Josephine Wright has taken her stand. The 93-year-old woman is the matriarch of a family that has owned land on Hilton Head Island since Reconstruction. (AP Photo/Stephen B. Morton)

SC - Developers have Black families fighting to maintain property and history

PHILLIPS COMMUNITY, S.C. — The Rev. Elijah Smalls Jr. once grew okra, butter beans and other vegetables in the neighborhood where his family has lived near the South Carolina coast since not long after the Civil War. That was before new half-a-million-dollar homes in a nearby subdivision overwhelmed the drainage system.

Runoff meant for sewers now pools in the 80-year-old veteran’s backyard, making gardening impossible.

Rev. Smalls and his relatives are among the many original families still living in historic settlement communities around Charleston. People who had been enslaved at Phillips Plantation bought patches of it to make their futures. Their descendants question whether the next generation can afford to stay.

“This is the only place I wanted to live and raise my family,” said Fred Smalls, standing outside the home where his two sons grew up.

All along the South Carolina coast, land owned by the descendants of enslaved people is being targeted by developers looking to make money on vacation getaways and new homes. From Myrtle Beach south to Hilton Head, Black landowners who inherited property have been embroiled in disputes with investors looking to capitalize on rising real estate values.

State reforms approved in 2017 provided what supporters described as “shark repellant” — a law that made it harder for developers to strike deals below market prices with distant heirs who had long since moved away.

But skyrocketing property taxes are creating a growing burden as assessments rise. Younger family members may not qualify for homestead exemptions and other tax breaks. Elders worry that their family legacies — established by formerly enslaved ancestors who acquired land despite entrenched racism across the defeated South — are slipping away.

Most of the hundreds who still live on the remaining 450 acres or so of Phillips Community trace their lineage to the founders. Residents enjoy the pace of the South Carolina Lowcountry in the settlement communities, where neighbors have long taken care of each other.

“If we don’t take steps to protect them, we’re going to lose them parcel by parcel,” said Coastal Conservation League Executive Director Faith Rivers James.

Orange mesh fencing lines the dirt expanse of a new development site that encircles the ranch-style house where Josephine Wright has taken her stand. The 93-year-old woman is the matriarch of a family that has owned land on Hilton Head Island since Reconstruction.

• _Data provided_:
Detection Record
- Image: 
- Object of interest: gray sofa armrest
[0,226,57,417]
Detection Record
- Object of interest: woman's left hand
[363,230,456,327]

---

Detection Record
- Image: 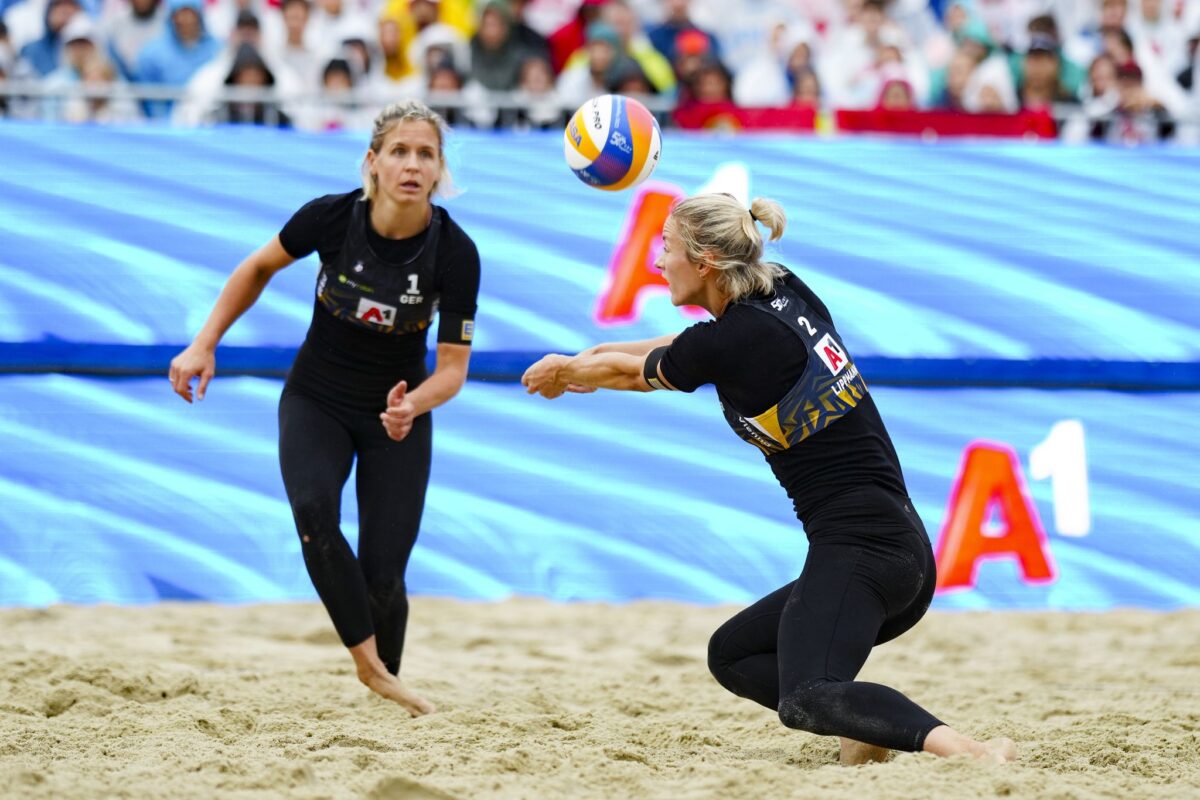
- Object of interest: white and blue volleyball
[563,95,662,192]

• _Work instruction_:
Please check each statement against the article on coastal land and Black families, answering yes or no and quoting the words that decide it.
1. South Carolina's state reforms were approved in 2017.
2. Josephine Wright's family has owned land on Hilton Head Island since the 1950s.
3. Fred Smalls raised three sons in the home he stood outside.

• _Result of the task_:
1. Yes: "State reforms approved in 2017"
2. No: "a family that has owned land on Hilton Head Island since Reconstruction"
3. No: "the home where his two sons grew up"